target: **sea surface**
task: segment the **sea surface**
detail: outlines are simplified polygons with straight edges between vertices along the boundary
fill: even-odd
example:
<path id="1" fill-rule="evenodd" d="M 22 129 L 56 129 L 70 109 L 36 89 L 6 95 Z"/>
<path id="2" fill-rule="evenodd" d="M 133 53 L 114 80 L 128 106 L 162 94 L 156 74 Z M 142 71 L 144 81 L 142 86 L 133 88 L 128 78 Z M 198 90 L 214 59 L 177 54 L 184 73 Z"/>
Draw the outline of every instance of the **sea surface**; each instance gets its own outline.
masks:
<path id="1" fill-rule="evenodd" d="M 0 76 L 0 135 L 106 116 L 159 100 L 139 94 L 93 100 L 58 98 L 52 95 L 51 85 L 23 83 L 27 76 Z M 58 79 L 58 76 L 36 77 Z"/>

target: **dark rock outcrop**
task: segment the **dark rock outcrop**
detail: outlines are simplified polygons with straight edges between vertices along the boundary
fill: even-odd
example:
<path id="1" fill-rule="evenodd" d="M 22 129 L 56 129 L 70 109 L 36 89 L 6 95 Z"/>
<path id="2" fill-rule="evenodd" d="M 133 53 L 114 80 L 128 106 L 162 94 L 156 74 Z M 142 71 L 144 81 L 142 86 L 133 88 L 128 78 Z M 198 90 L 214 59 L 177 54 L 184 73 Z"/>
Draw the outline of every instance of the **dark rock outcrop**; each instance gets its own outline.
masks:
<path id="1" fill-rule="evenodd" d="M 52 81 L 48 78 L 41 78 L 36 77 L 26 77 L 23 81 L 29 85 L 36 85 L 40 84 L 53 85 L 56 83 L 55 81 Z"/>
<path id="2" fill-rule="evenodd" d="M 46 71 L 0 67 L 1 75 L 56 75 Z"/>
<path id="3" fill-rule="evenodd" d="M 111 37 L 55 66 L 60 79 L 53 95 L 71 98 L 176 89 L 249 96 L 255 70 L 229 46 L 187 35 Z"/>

* **THE REQUEST**:
Format the records from the start through the line containing "0 135 L 106" as a two-column CSV with the columns request and answer, one row per request. Put each value in a single quoted field and replace line breaks with spaces.

* **EXERCISE SOLUTION**:
request,answer
"target: **sea surface** task: segment the **sea surface** detail: outlines are simplified polygons with straight edges between vertices along the boundary fill: even-odd example: <path id=""1"" fill-rule=""evenodd"" d=""M 22 129 L 56 129 L 70 109 L 36 89 L 6 95 Z""/> <path id=""2"" fill-rule=""evenodd"" d=""M 133 53 L 114 80 L 128 106 L 162 94 L 156 74 Z M 142 71 L 144 81 L 142 86 L 133 88 L 128 78 Z M 198 90 L 214 59 L 177 54 L 184 73 Z""/> Draw the outline of every instance of the **sea surface**; each instance gets its own outline. masks:","<path id=""1"" fill-rule=""evenodd"" d=""M 0 76 L 0 135 L 106 116 L 159 100 L 139 94 L 93 100 L 58 98 L 52 95 L 51 85 L 23 83 L 27 76 Z M 58 79 L 58 76 L 36 77 Z""/>"